**Given exercise:**
Count the lines in the records that contain the string "white", treating uppercase and lowercase as different, and reply with only that number.

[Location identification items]
______
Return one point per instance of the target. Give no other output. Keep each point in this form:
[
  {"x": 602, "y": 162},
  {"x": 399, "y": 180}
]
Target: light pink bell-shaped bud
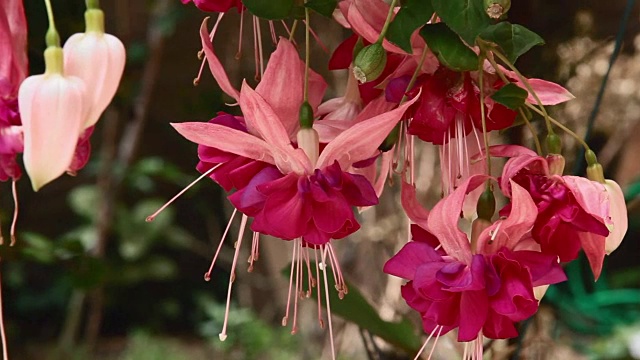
[
  {"x": 13, "y": 47},
  {"x": 618, "y": 214},
  {"x": 52, "y": 109},
  {"x": 98, "y": 59}
]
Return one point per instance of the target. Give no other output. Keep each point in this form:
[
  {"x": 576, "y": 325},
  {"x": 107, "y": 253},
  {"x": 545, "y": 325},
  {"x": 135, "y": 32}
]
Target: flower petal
[
  {"x": 361, "y": 140},
  {"x": 443, "y": 221},
  {"x": 53, "y": 111},
  {"x": 226, "y": 139},
  {"x": 264, "y": 122},
  {"x": 618, "y": 213},
  {"x": 98, "y": 59}
]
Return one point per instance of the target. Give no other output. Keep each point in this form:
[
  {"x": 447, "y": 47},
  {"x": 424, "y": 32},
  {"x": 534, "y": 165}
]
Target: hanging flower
[{"x": 98, "y": 59}]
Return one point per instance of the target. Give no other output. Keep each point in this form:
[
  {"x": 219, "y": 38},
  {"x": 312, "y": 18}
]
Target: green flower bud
[
  {"x": 497, "y": 8},
  {"x": 306, "y": 116},
  {"x": 370, "y": 63},
  {"x": 554, "y": 144},
  {"x": 486, "y": 205}
]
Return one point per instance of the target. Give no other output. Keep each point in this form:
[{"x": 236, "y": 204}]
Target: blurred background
[{"x": 90, "y": 279}]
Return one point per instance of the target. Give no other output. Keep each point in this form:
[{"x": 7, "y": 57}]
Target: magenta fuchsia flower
[
  {"x": 574, "y": 212},
  {"x": 215, "y": 5},
  {"x": 481, "y": 286},
  {"x": 293, "y": 187}
]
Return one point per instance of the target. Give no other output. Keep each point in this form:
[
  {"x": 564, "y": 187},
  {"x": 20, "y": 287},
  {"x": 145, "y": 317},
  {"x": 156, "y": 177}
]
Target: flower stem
[
  {"x": 483, "y": 115},
  {"x": 294, "y": 27},
  {"x": 387, "y": 21},
  {"x": 52, "y": 38},
  {"x": 533, "y": 131},
  {"x": 562, "y": 127},
  {"x": 527, "y": 85},
  {"x": 307, "y": 52}
]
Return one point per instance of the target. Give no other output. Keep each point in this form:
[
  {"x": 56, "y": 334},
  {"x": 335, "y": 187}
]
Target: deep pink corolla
[
  {"x": 215, "y": 5},
  {"x": 484, "y": 289}
]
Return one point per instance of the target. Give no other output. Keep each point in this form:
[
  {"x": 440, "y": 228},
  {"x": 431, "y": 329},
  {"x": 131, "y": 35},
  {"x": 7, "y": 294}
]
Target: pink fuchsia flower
[
  {"x": 481, "y": 288},
  {"x": 98, "y": 59},
  {"x": 215, "y": 5},
  {"x": 573, "y": 211},
  {"x": 13, "y": 70},
  {"x": 53, "y": 113}
]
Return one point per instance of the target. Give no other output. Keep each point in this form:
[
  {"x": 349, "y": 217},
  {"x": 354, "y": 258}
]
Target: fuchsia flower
[
  {"x": 316, "y": 193},
  {"x": 98, "y": 59},
  {"x": 215, "y": 5},
  {"x": 573, "y": 212},
  {"x": 481, "y": 286}
]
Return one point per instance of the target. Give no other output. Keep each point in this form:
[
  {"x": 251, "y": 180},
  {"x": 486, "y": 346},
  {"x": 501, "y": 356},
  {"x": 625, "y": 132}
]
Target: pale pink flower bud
[
  {"x": 618, "y": 214},
  {"x": 98, "y": 59},
  {"x": 52, "y": 110}
]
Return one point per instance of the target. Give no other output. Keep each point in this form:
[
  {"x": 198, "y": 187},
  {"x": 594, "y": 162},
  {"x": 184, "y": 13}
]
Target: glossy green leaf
[
  {"x": 412, "y": 15},
  {"x": 270, "y": 10},
  {"x": 511, "y": 96},
  {"x": 448, "y": 47},
  {"x": 322, "y": 7},
  {"x": 356, "y": 309},
  {"x": 466, "y": 17},
  {"x": 514, "y": 40}
]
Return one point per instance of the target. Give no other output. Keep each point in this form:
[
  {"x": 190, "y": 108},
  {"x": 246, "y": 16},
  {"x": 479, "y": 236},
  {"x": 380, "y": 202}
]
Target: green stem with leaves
[
  {"x": 307, "y": 52},
  {"x": 383, "y": 33}
]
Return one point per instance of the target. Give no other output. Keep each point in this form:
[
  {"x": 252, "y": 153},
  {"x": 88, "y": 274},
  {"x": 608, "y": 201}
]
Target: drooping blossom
[
  {"x": 479, "y": 286},
  {"x": 574, "y": 212},
  {"x": 215, "y": 5},
  {"x": 98, "y": 59}
]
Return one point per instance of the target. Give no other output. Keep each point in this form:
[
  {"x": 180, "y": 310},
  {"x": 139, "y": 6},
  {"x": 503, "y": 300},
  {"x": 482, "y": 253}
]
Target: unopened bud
[
  {"x": 497, "y": 8},
  {"x": 370, "y": 63},
  {"x": 486, "y": 205},
  {"x": 554, "y": 144},
  {"x": 556, "y": 164},
  {"x": 594, "y": 169}
]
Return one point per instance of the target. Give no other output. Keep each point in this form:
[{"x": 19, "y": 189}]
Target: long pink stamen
[
  {"x": 260, "y": 46},
  {"x": 326, "y": 294},
  {"x": 3, "y": 336},
  {"x": 207, "y": 275},
  {"x": 239, "y": 53},
  {"x": 424, "y": 346},
  {"x": 320, "y": 321},
  {"x": 15, "y": 212},
  {"x": 296, "y": 246},
  {"x": 232, "y": 276},
  {"x": 196, "y": 81},
  {"x": 255, "y": 49},
  {"x": 207, "y": 173},
  {"x": 255, "y": 243},
  {"x": 293, "y": 262}
]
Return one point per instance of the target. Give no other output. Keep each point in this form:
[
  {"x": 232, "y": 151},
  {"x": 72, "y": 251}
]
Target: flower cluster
[{"x": 298, "y": 166}]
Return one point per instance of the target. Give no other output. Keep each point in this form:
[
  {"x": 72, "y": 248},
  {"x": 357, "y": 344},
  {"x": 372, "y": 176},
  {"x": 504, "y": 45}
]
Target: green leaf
[
  {"x": 270, "y": 10},
  {"x": 511, "y": 96},
  {"x": 322, "y": 7},
  {"x": 466, "y": 17},
  {"x": 448, "y": 47},
  {"x": 412, "y": 15},
  {"x": 514, "y": 40},
  {"x": 356, "y": 309}
]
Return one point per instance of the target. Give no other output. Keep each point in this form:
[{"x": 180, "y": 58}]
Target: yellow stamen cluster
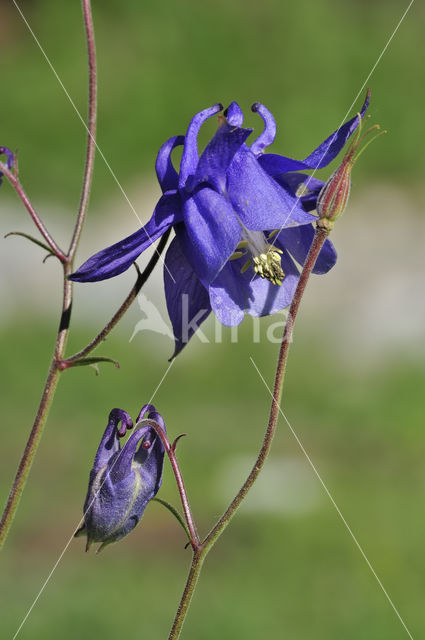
[{"x": 267, "y": 265}]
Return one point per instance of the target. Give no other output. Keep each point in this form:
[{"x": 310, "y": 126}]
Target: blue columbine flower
[
  {"x": 241, "y": 218},
  {"x": 9, "y": 159},
  {"x": 122, "y": 481}
]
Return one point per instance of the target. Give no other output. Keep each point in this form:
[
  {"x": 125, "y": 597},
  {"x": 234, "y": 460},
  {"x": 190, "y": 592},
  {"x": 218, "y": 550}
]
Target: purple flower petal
[
  {"x": 167, "y": 176},
  {"x": 117, "y": 258},
  {"x": 298, "y": 240},
  {"x": 234, "y": 115},
  {"x": 267, "y": 137},
  {"x": 217, "y": 156},
  {"x": 110, "y": 442},
  {"x": 233, "y": 293},
  {"x": 212, "y": 231},
  {"x": 187, "y": 299},
  {"x": 10, "y": 159},
  {"x": 324, "y": 154}
]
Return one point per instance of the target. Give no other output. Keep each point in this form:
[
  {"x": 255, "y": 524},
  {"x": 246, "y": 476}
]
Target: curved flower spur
[
  {"x": 241, "y": 219},
  {"x": 122, "y": 480}
]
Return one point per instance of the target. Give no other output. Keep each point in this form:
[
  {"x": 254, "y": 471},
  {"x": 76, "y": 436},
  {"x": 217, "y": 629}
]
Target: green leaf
[{"x": 31, "y": 239}]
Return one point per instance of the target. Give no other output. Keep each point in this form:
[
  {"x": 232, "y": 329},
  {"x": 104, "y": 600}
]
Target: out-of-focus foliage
[{"x": 160, "y": 62}]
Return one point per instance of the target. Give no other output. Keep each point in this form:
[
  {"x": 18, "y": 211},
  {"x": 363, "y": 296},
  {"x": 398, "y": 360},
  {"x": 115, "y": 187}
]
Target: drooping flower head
[
  {"x": 9, "y": 159},
  {"x": 122, "y": 480},
  {"x": 241, "y": 220}
]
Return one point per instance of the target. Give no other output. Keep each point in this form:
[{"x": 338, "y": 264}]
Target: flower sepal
[{"x": 122, "y": 480}]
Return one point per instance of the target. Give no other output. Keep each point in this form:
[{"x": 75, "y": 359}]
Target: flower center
[{"x": 265, "y": 258}]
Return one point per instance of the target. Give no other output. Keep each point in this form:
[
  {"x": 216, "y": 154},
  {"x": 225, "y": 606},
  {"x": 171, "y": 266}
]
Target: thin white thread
[
  {"x": 338, "y": 510},
  {"x": 344, "y": 118},
  {"x": 45, "y": 583},
  {"x": 87, "y": 129}
]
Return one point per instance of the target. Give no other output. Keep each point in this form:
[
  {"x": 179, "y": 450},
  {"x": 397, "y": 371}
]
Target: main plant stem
[
  {"x": 205, "y": 546},
  {"x": 67, "y": 260}
]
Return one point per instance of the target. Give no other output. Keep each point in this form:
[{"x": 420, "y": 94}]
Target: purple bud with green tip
[{"x": 122, "y": 480}]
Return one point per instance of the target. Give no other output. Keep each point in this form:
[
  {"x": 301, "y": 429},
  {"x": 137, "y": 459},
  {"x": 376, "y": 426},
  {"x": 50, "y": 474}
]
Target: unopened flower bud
[{"x": 123, "y": 480}]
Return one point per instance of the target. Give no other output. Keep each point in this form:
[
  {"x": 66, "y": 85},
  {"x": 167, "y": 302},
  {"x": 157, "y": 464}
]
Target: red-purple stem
[
  {"x": 200, "y": 552},
  {"x": 170, "y": 451}
]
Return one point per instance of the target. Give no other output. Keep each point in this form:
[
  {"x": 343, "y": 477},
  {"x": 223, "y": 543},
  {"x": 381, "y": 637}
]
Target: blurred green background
[{"x": 286, "y": 568}]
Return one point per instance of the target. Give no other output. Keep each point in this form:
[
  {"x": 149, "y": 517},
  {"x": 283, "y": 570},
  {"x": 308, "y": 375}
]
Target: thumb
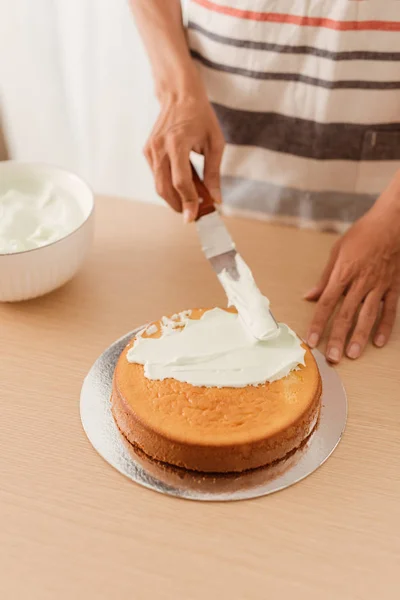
[{"x": 212, "y": 166}]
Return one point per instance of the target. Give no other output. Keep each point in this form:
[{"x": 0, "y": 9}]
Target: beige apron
[{"x": 308, "y": 97}]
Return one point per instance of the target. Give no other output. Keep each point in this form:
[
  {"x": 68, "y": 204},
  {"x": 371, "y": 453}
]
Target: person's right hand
[{"x": 182, "y": 126}]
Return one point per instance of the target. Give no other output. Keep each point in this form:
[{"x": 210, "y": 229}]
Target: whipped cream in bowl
[{"x": 46, "y": 226}]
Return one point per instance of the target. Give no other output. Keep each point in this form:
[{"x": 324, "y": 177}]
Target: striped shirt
[{"x": 308, "y": 96}]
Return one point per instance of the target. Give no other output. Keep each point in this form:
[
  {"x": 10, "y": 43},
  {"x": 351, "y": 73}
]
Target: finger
[
  {"x": 164, "y": 185},
  {"x": 212, "y": 166},
  {"x": 343, "y": 321},
  {"x": 182, "y": 180},
  {"x": 325, "y": 307},
  {"x": 366, "y": 320},
  {"x": 388, "y": 318},
  {"x": 315, "y": 293}
]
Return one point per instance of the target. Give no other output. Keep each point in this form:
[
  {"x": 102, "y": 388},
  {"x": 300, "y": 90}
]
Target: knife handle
[{"x": 206, "y": 205}]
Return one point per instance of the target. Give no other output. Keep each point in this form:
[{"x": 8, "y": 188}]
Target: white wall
[{"x": 76, "y": 90}]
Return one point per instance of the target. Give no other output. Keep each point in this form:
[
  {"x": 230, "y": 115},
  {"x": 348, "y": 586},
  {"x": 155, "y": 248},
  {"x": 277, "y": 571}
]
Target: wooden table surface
[{"x": 71, "y": 527}]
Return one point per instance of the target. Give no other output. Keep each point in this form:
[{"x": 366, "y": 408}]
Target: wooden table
[{"x": 71, "y": 527}]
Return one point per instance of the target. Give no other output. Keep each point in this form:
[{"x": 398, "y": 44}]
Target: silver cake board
[{"x": 100, "y": 428}]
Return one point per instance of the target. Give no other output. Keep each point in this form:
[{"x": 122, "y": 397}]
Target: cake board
[{"x": 104, "y": 435}]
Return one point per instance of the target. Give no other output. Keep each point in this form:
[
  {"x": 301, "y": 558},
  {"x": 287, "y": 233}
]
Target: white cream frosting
[
  {"x": 215, "y": 351},
  {"x": 251, "y": 305},
  {"x": 243, "y": 293},
  {"x": 29, "y": 221}
]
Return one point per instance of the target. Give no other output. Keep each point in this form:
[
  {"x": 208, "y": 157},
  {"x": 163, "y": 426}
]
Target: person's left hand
[{"x": 364, "y": 267}]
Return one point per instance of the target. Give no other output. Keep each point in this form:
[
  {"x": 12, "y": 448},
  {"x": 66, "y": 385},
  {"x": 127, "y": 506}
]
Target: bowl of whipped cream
[{"x": 46, "y": 228}]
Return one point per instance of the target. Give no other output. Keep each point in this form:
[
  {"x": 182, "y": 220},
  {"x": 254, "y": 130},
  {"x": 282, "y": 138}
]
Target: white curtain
[{"x": 76, "y": 90}]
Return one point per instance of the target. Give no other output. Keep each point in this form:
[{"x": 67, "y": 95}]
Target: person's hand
[
  {"x": 182, "y": 126},
  {"x": 364, "y": 267}
]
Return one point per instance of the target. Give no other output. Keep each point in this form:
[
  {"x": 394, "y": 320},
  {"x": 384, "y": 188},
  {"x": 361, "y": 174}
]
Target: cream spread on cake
[
  {"x": 215, "y": 351},
  {"x": 252, "y": 306},
  {"x": 29, "y": 221}
]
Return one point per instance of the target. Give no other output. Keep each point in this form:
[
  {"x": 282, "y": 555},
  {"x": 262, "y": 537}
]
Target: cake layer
[{"x": 215, "y": 429}]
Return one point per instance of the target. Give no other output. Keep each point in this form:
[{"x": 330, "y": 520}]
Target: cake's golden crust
[{"x": 215, "y": 429}]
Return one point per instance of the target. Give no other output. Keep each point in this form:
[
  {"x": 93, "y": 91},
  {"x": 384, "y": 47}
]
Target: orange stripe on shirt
[{"x": 301, "y": 21}]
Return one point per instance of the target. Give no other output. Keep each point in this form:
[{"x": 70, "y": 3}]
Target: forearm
[{"x": 161, "y": 28}]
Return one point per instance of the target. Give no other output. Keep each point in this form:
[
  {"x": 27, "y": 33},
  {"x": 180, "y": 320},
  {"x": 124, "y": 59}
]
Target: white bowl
[{"x": 32, "y": 273}]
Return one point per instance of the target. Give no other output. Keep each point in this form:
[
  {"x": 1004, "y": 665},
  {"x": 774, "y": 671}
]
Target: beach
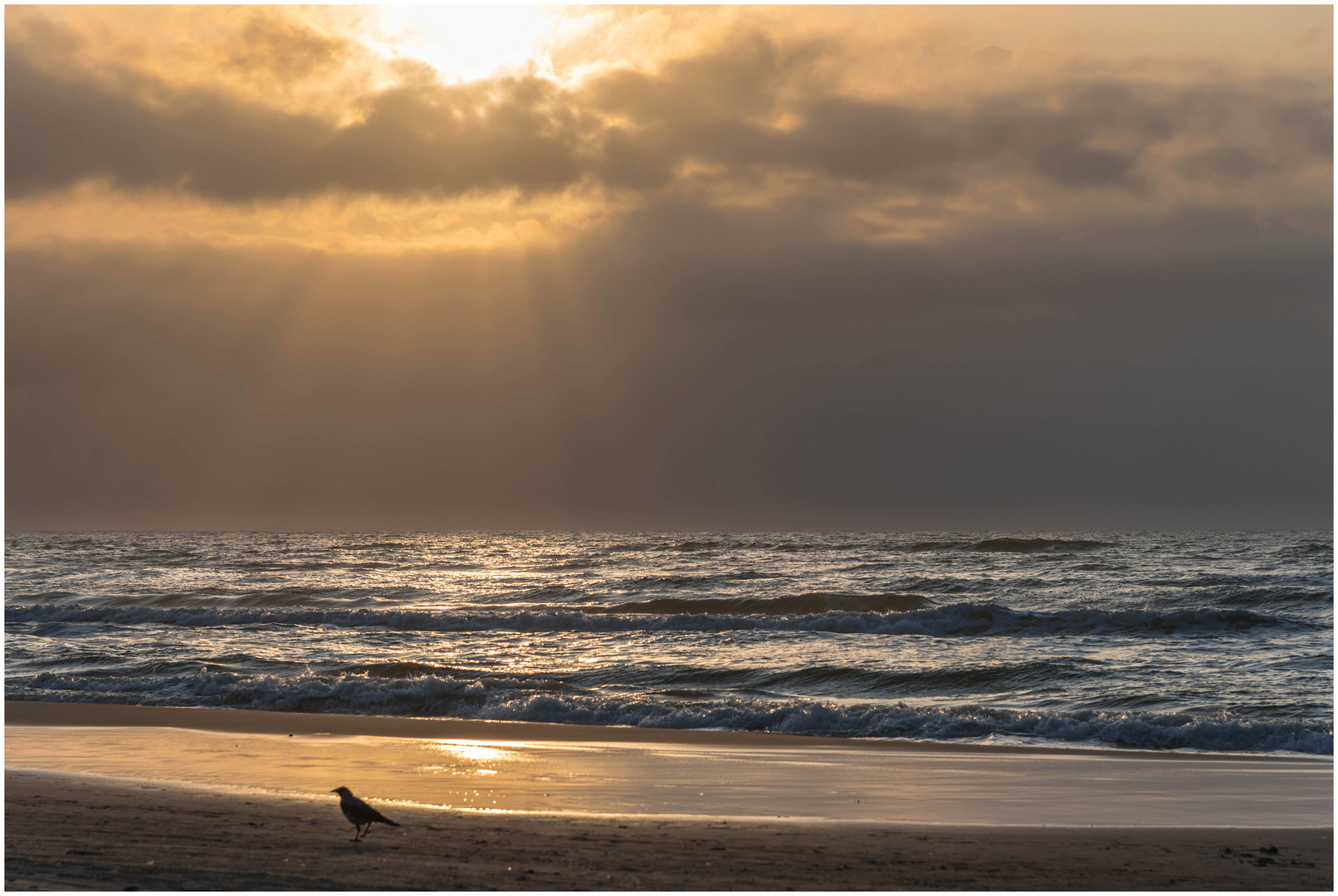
[{"x": 100, "y": 796}]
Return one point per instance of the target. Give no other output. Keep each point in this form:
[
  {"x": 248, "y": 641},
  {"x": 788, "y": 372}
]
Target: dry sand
[{"x": 67, "y": 830}]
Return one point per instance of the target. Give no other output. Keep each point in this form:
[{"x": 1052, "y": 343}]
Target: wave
[
  {"x": 958, "y": 620},
  {"x": 1032, "y": 544},
  {"x": 793, "y": 605},
  {"x": 502, "y": 699}
]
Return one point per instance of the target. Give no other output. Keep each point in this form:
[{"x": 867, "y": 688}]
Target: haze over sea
[{"x": 1204, "y": 640}]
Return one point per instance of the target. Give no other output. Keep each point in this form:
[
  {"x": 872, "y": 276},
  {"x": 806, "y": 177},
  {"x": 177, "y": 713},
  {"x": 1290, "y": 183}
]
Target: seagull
[{"x": 359, "y": 813}]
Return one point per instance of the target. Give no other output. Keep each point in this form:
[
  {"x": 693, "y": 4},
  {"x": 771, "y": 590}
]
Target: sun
[{"x": 465, "y": 43}]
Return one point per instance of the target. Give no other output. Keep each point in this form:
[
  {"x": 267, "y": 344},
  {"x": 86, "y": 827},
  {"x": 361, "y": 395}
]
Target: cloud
[
  {"x": 717, "y": 268},
  {"x": 736, "y": 109}
]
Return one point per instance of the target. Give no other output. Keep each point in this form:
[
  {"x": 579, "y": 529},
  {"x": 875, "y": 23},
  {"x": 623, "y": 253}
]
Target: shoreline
[
  {"x": 525, "y": 768},
  {"x": 67, "y": 832},
  {"x": 106, "y": 796},
  {"x": 248, "y": 721}
]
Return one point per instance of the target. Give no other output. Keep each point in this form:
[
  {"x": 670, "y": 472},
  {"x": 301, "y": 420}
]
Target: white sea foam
[
  {"x": 958, "y": 620},
  {"x": 515, "y": 699}
]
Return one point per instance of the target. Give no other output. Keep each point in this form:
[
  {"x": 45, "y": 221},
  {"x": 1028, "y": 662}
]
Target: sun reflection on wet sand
______
**Result of the exercise:**
6